Job: Identify every row below that contains the string "green", treating uppercase and lowercase as different, and copy each of those rows.
BEGIN Dataset entries
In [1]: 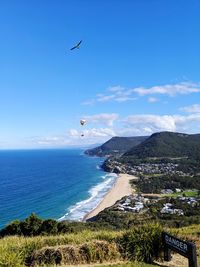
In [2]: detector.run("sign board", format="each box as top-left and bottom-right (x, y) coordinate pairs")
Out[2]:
(162, 232), (197, 267)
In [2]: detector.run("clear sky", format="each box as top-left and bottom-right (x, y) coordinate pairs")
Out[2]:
(0, 0), (200, 149)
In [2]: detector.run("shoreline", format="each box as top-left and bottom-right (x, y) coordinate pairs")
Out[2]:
(82, 173), (138, 221)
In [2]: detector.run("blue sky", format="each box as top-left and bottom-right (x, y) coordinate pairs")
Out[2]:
(0, 0), (200, 149)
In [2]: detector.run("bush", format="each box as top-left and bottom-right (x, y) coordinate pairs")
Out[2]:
(118, 224), (163, 263)
(31, 241), (120, 266)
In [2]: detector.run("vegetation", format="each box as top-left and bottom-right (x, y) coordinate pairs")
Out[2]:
(132, 174), (200, 194)
(0, 224), (162, 267)
(0, 213), (113, 237)
(125, 132), (200, 159)
(0, 224), (200, 267)
(85, 136), (147, 157)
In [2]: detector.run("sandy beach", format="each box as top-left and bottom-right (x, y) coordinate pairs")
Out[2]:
(83, 174), (137, 221)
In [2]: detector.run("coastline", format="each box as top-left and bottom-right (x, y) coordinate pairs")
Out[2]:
(82, 173), (138, 221)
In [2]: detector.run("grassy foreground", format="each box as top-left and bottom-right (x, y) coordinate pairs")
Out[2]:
(0, 224), (200, 267)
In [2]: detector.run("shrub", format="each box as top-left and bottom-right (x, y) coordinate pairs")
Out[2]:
(118, 224), (163, 263)
(31, 241), (120, 266)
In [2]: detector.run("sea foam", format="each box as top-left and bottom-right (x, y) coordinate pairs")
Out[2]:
(58, 173), (117, 221)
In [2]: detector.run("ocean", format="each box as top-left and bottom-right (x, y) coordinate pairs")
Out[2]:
(0, 149), (116, 228)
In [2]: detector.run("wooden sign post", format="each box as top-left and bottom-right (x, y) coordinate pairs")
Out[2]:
(162, 232), (197, 267)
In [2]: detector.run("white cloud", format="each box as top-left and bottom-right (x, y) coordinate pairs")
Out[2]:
(82, 82), (200, 105)
(124, 114), (176, 132)
(148, 97), (159, 103)
(124, 114), (200, 135)
(133, 82), (200, 96)
(84, 113), (119, 126)
(180, 104), (200, 113)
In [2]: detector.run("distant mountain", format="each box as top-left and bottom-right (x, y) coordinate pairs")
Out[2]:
(123, 132), (200, 158)
(85, 136), (147, 157)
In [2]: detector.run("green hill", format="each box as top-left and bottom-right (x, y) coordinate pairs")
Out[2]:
(124, 132), (200, 158)
(85, 136), (147, 157)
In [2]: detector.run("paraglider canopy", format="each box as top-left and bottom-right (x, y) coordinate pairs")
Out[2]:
(80, 120), (86, 125)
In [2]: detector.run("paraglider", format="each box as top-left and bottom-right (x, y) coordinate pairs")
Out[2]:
(70, 40), (82, 50)
(80, 119), (86, 126)
(80, 119), (86, 137)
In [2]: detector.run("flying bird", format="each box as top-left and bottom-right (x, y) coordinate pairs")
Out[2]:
(70, 40), (82, 50)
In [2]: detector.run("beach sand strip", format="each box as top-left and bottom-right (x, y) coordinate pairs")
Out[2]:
(83, 173), (138, 221)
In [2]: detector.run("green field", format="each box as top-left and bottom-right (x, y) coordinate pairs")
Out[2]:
(0, 225), (200, 267)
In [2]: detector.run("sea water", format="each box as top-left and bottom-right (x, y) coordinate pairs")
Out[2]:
(0, 149), (116, 228)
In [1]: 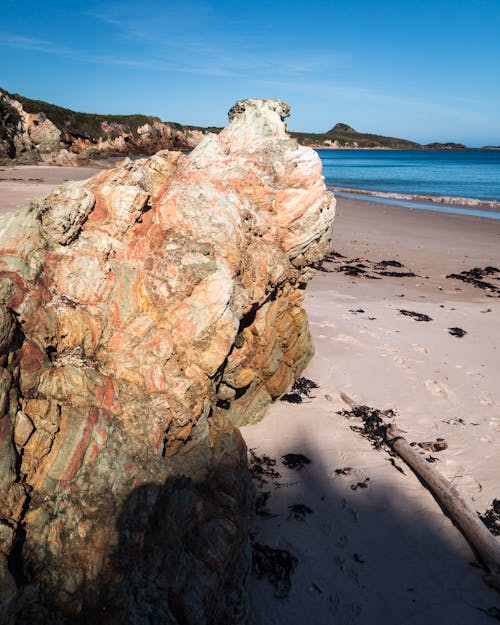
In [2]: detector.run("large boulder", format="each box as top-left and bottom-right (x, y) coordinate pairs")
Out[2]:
(0, 100), (335, 625)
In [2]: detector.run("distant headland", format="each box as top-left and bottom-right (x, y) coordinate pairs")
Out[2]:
(0, 88), (486, 165)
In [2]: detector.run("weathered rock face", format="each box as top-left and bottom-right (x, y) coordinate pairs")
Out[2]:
(0, 100), (334, 625)
(0, 89), (204, 166)
(0, 92), (61, 163)
(66, 120), (204, 156)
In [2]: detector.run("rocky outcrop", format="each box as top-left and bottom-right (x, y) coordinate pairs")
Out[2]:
(0, 100), (335, 625)
(0, 89), (208, 166)
(0, 91), (61, 163)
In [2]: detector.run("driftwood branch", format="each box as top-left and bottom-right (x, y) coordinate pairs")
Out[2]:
(341, 393), (500, 590)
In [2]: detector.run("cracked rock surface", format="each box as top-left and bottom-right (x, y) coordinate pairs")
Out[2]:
(0, 100), (335, 625)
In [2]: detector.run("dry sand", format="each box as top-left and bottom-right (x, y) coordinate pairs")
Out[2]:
(0, 165), (101, 215)
(0, 171), (500, 625)
(242, 199), (500, 625)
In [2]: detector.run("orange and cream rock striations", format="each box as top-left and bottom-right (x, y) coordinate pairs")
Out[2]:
(0, 99), (335, 625)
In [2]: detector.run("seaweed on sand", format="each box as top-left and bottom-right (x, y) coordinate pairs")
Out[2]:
(398, 308), (432, 321)
(281, 378), (319, 404)
(281, 454), (311, 471)
(478, 499), (500, 536)
(446, 266), (500, 297)
(252, 542), (299, 599)
(249, 449), (281, 487)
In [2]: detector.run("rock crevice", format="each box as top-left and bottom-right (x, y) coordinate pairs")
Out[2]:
(0, 100), (335, 625)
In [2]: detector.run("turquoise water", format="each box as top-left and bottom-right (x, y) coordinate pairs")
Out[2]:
(318, 150), (500, 200)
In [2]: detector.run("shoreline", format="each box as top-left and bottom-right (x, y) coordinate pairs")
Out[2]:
(327, 185), (500, 211)
(0, 166), (500, 625)
(241, 197), (500, 625)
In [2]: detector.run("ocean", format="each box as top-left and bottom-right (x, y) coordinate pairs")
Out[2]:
(317, 150), (500, 219)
END Dataset entries
Exercise output:
In [2]: detector.run("green hill", format="each box as top-left and bottom-right (x, y) coordinate pairs")
In [2]: detector.run("green field", format="each box as top-left and bottom-right (x, y) coordinate pairs")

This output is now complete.